Given problem »
Locate each line in the entries below that contains the word "sofa", and copy those lines.

Material provided »
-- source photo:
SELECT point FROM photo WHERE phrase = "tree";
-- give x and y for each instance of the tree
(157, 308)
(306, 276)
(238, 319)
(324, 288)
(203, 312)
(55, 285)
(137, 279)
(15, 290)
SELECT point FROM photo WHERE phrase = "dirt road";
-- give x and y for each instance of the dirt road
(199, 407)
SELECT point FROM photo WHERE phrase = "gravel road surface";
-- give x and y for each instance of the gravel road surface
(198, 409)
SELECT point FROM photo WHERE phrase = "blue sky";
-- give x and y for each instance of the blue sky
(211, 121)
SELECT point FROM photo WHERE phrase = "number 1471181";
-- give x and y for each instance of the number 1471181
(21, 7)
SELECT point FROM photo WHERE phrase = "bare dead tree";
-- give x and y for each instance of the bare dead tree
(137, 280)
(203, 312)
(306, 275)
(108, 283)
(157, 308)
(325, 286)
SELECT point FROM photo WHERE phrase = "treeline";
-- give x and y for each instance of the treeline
...
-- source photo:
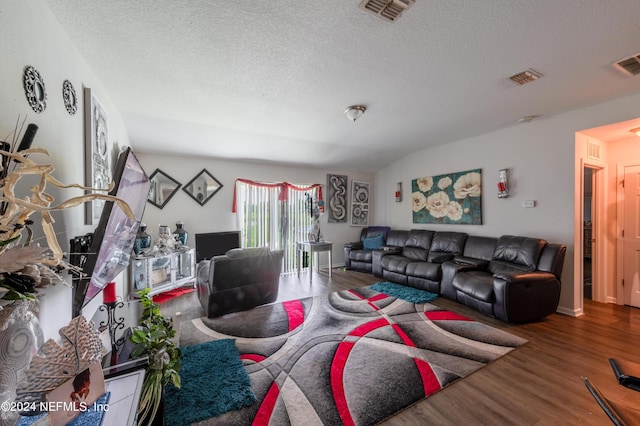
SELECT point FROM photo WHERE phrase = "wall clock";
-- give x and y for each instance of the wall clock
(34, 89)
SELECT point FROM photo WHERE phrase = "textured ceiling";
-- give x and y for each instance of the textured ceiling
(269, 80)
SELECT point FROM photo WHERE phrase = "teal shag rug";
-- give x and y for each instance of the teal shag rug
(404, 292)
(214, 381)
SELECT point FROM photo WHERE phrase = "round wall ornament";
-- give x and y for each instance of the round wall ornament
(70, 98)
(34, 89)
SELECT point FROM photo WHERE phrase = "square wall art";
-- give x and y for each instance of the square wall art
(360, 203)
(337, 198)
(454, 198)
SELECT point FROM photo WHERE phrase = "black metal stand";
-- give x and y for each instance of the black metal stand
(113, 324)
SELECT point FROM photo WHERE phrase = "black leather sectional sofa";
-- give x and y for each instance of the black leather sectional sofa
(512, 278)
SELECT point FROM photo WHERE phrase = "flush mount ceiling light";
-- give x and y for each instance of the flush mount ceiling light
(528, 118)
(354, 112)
...
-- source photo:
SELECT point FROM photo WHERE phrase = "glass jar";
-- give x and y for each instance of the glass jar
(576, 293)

Full solution »
SELECT point FROM photo WHERE phrase = "black leather sectional sofa";
-- give x and y for each instance of the black leather sectional sofa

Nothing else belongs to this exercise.